> _Work required_
Only lines holding the word "negative" are needed; copy each of them from the material.

> _Supplied material_
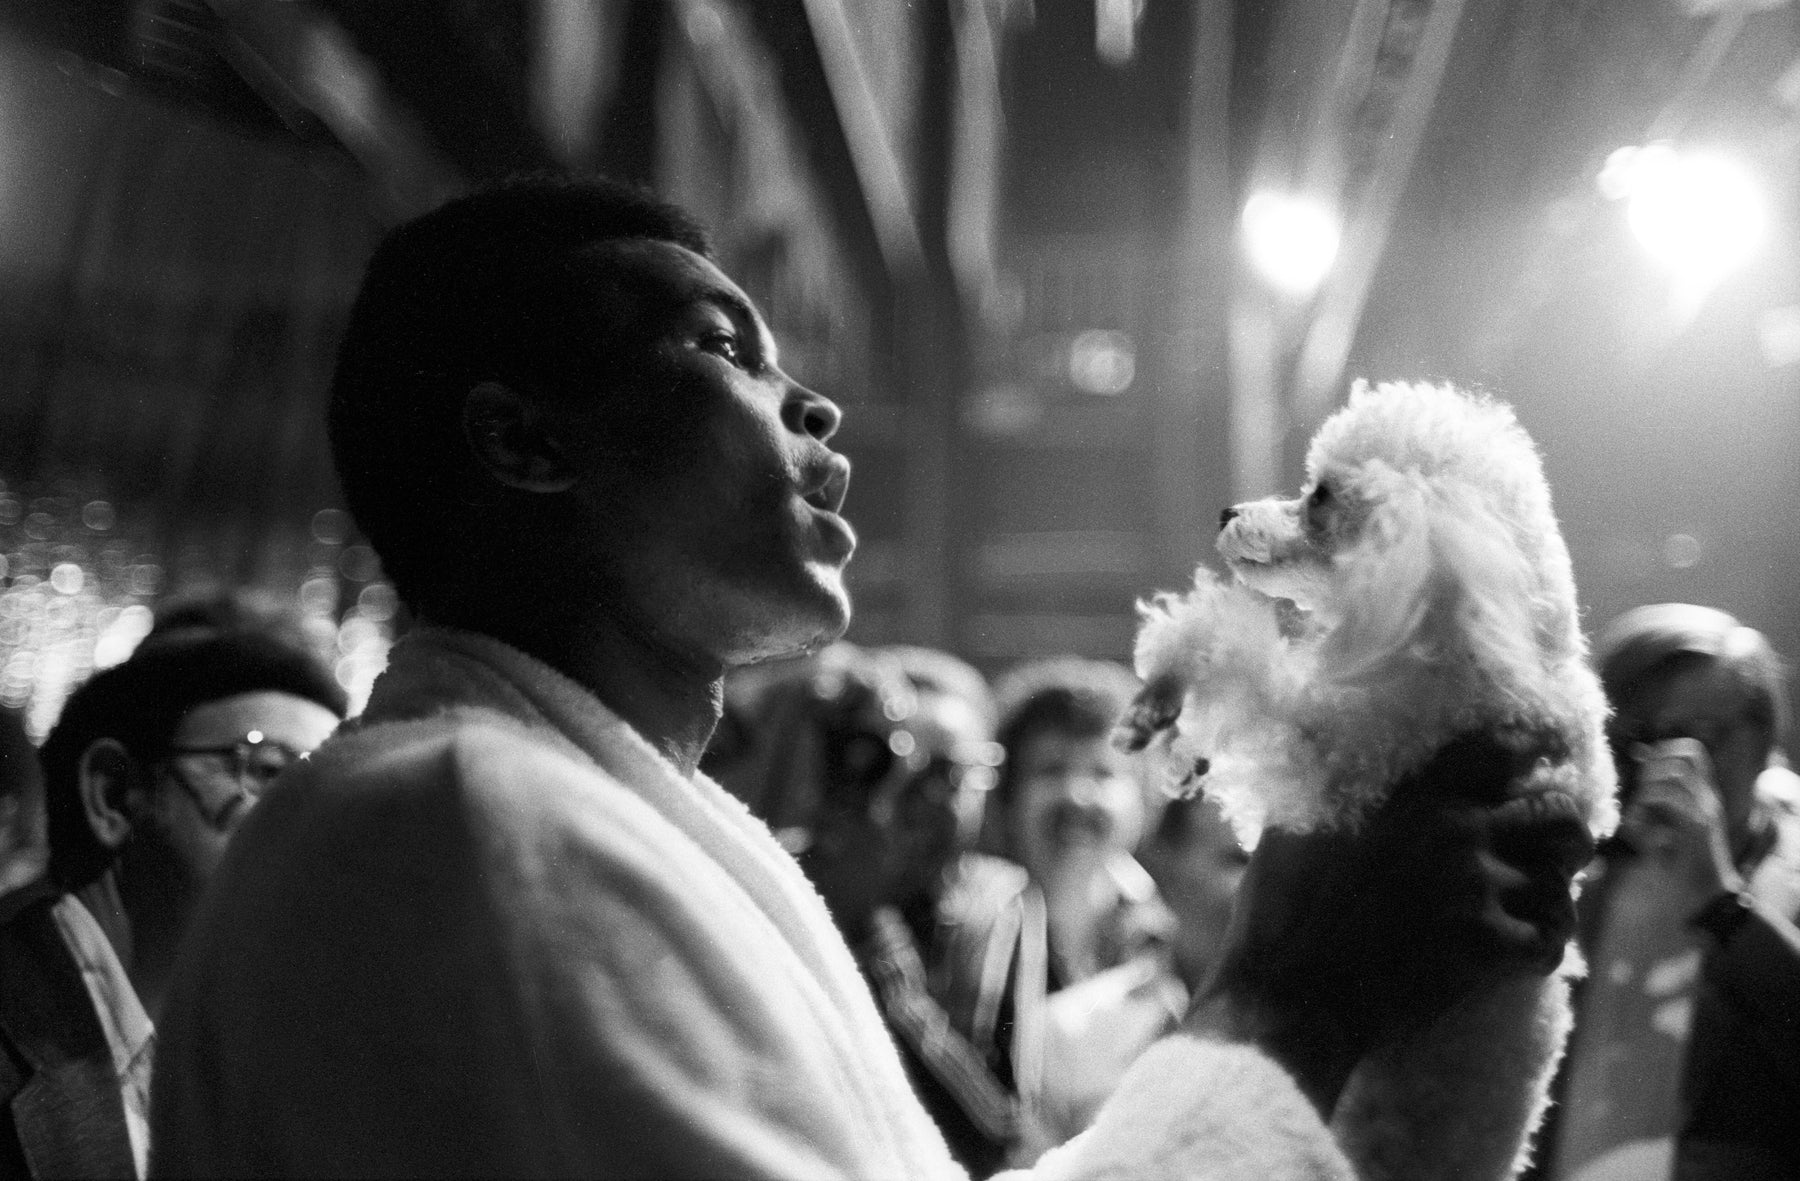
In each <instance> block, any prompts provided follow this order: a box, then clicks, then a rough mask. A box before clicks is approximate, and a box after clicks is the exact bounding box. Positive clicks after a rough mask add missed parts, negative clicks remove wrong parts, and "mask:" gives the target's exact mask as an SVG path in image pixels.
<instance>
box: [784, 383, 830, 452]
mask: <svg viewBox="0 0 1800 1181" xmlns="http://www.w3.org/2000/svg"><path fill="white" fill-rule="evenodd" d="M842 421H844V412H842V410H839V409H837V403H835V401H832V400H830V398H826V396H824V394H817V392H814V391H810V389H806V387H805V385H801V383H797V382H796V383H794V385H792V387H788V396H787V400H785V401H783V403H781V425H783V427H787V428H788V430H792V432H796V434H806V436H812V437H814V439H819V441H821V443H824V441H826V439H830V437H832V436H833V434H837V425H839V423H842Z"/></svg>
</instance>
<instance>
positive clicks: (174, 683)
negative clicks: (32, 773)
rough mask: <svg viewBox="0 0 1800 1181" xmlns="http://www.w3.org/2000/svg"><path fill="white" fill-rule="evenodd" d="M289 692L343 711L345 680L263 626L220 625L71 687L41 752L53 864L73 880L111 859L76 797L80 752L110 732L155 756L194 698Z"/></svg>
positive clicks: (104, 736)
mask: <svg viewBox="0 0 1800 1181" xmlns="http://www.w3.org/2000/svg"><path fill="white" fill-rule="evenodd" d="M261 691H274V693H292V695H293V697H301V699H304V700H311V702H317V704H320V706H324V708H326V709H329V711H331V713H335V715H338V717H340V718H342V717H344V711H346V704H347V702H346V695H344V688H342V686H340V684H338V682H337V681H335V679H333V677H331V672H329V670H326V668H324V664H322V663H320V661H319V659H315V657H313V655H311V654H310V652H304V650H301V648H297V646H293V645H290V643H284V641H281V639H277V637H274V636H268V634H263V632H234V630H216V632H203V634H196V636H169V637H162V639H155V641H144V643H142V645H139V648H137V652H133V654H131V657H130V659H128V661H124V663H122V664H113V666H112V668H106V670H101V672H97V673H94V675H92V677H90V679H88V681H86V682H85V684H83V686H81V688H77V690H76V691H74V693H70V697H68V702H67V704H65V706H63V713H61V717H59V718H58V720H56V726H54V727H52V729H50V735H49V738H45V740H43V749H41V751H40V754H41V760H43V780H45V810H47V814H49V828H50V873H52V877H56V880H58V882H59V884H61V886H63V889H79V888H83V886H86V884H88V882H92V880H94V879H95V877H99V875H101V873H103V871H104V870H106V866H108V864H112V859H113V852H112V850H108V848H106V846H103V844H101V843H99V841H97V839H95V837H94V830H92V828H90V826H88V819H86V810H85V808H83V803H81V790H79V767H81V754H83V753H85V751H86V749H88V747H90V745H94V744H95V742H99V740H101V738H112V740H115V742H119V744H121V745H122V747H124V749H126V751H130V753H131V756H133V758H137V760H140V762H151V760H157V758H160V756H162V754H164V753H166V751H167V745H169V740H171V738H173V736H175V727H176V726H178V724H180V720H182V717H184V715H187V711H189V709H193V708H194V706H203V704H207V702H216V700H223V699H227V697H238V695H239V693H261Z"/></svg>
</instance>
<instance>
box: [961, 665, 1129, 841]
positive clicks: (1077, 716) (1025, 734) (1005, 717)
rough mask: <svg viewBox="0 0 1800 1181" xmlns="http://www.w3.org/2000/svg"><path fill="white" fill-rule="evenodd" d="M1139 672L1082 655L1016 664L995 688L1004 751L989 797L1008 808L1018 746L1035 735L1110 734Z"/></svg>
mask: <svg viewBox="0 0 1800 1181" xmlns="http://www.w3.org/2000/svg"><path fill="white" fill-rule="evenodd" d="M1138 688H1139V684H1138V677H1134V675H1132V673H1130V670H1129V668H1125V666H1123V664H1116V663H1112V661H1091V659H1084V657H1051V659H1044V661H1033V663H1030V664H1021V666H1019V668H1015V670H1012V672H1010V673H1006V675H1004V677H1001V681H999V684H995V688H994V697H995V700H997V702H999V726H997V727H995V740H997V742H999V744H1001V747H1004V751H1006V762H1004V763H1001V774H999V781H997V783H995V785H994V798H995V803H997V805H999V807H1003V808H1004V807H1010V803H1012V796H1013V787H1015V783H1017V778H1019V751H1021V749H1022V747H1024V744H1026V742H1030V740H1031V738H1035V736H1037V735H1044V733H1055V735H1069V736H1073V738H1100V736H1103V735H1111V733H1112V727H1114V726H1116V724H1118V720H1120V715H1121V713H1125V708H1127V706H1129V704H1130V700H1132V697H1136V693H1138Z"/></svg>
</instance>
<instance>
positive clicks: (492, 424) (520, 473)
mask: <svg viewBox="0 0 1800 1181" xmlns="http://www.w3.org/2000/svg"><path fill="white" fill-rule="evenodd" d="M549 427H551V423H549V416H545V414H544V409H542V407H540V405H538V403H536V401H535V400H533V398H527V396H524V394H520V392H518V391H515V389H513V387H511V385H504V383H500V382H482V383H481V385H475V387H473V389H472V391H468V396H466V398H463V437H464V439H468V448H470V452H472V454H473V455H475V461H477V463H481V466H482V468H484V470H486V472H488V475H491V477H493V479H497V481H500V482H502V484H506V486H508V488H518V490H520V491H567V490H569V488H571V486H574V481H576V473H574V470H572V468H571V466H569V463H567V461H565V459H563V450H562V445H560V443H558V441H556V437H554V436H553V434H551V428H549Z"/></svg>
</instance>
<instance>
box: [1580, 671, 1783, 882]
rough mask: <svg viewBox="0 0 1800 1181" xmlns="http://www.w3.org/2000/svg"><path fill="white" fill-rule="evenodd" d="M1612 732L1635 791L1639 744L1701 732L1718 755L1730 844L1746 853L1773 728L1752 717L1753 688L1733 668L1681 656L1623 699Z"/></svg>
mask: <svg viewBox="0 0 1800 1181" xmlns="http://www.w3.org/2000/svg"><path fill="white" fill-rule="evenodd" d="M1616 708H1618V713H1616V717H1615V718H1613V727H1611V729H1613V738H1615V744H1616V747H1618V754H1620V758H1618V771H1620V783H1622V789H1624V792H1625V798H1627V799H1629V794H1631V792H1633V790H1634V789H1636V762H1634V760H1633V758H1631V754H1629V747H1631V745H1633V744H1640V742H1642V744H1656V742H1665V740H1669V738H1694V740H1697V742H1699V744H1701V745H1703V747H1706V754H1708V758H1710V760H1712V781H1714V789H1715V790H1717V792H1719V805H1721V808H1723V812H1724V830H1726V844H1728V848H1730V850H1732V853H1733V855H1735V857H1742V853H1744V848H1746V844H1748V841H1750V830H1751V814H1753V810H1755V798H1757V792H1755V789H1757V776H1759V774H1762V771H1764V769H1766V767H1768V762H1769V729H1768V726H1764V724H1762V722H1760V720H1757V718H1755V717H1753V711H1751V693H1750V690H1748V688H1746V686H1744V684H1742V681H1741V679H1739V677H1737V675H1733V673H1732V670H1730V668H1728V666H1724V664H1721V663H1717V661H1712V659H1706V657H1694V659H1683V661H1674V663H1670V664H1669V666H1665V668H1661V670H1660V672H1656V673H1654V675H1651V677H1649V679H1645V681H1643V682H1642V684H1640V686H1638V688H1636V690H1634V691H1633V693H1629V695H1627V697H1625V699H1624V700H1620V702H1616Z"/></svg>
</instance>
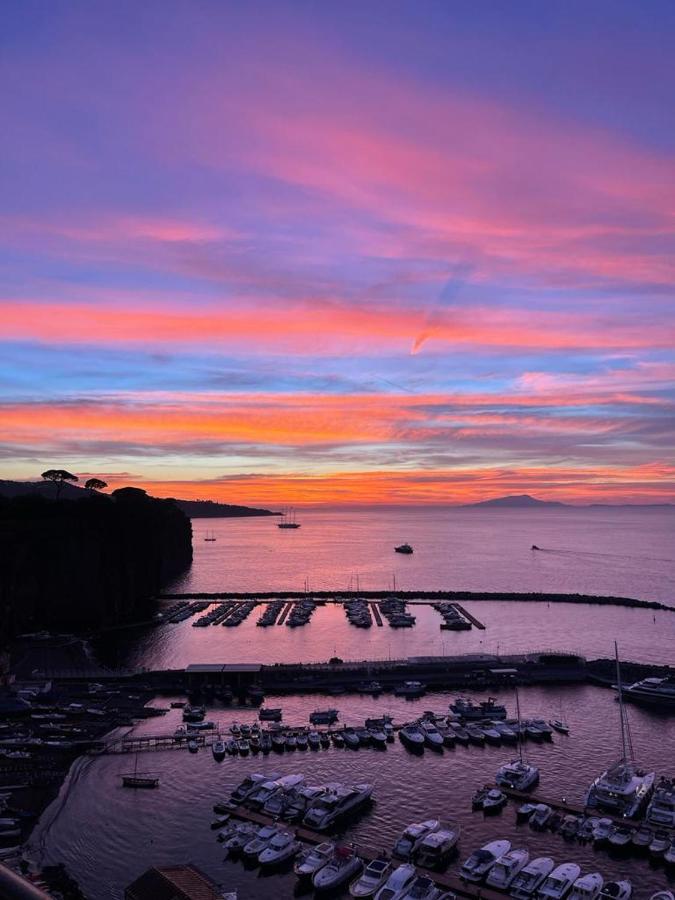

> _Output for this task_
In each <instance> block, any prompts provided follow this order: a box, then clicks, then a rough mask. A box before clicks is approximate, and a box after clicks is the exact bounding box. Positive clicks after a rough mask add missed parts, negative clicks remove wrong parts, and "mask:" gives the target's exact mask as an SVG path in image pixels.
negative clicks: (32, 773)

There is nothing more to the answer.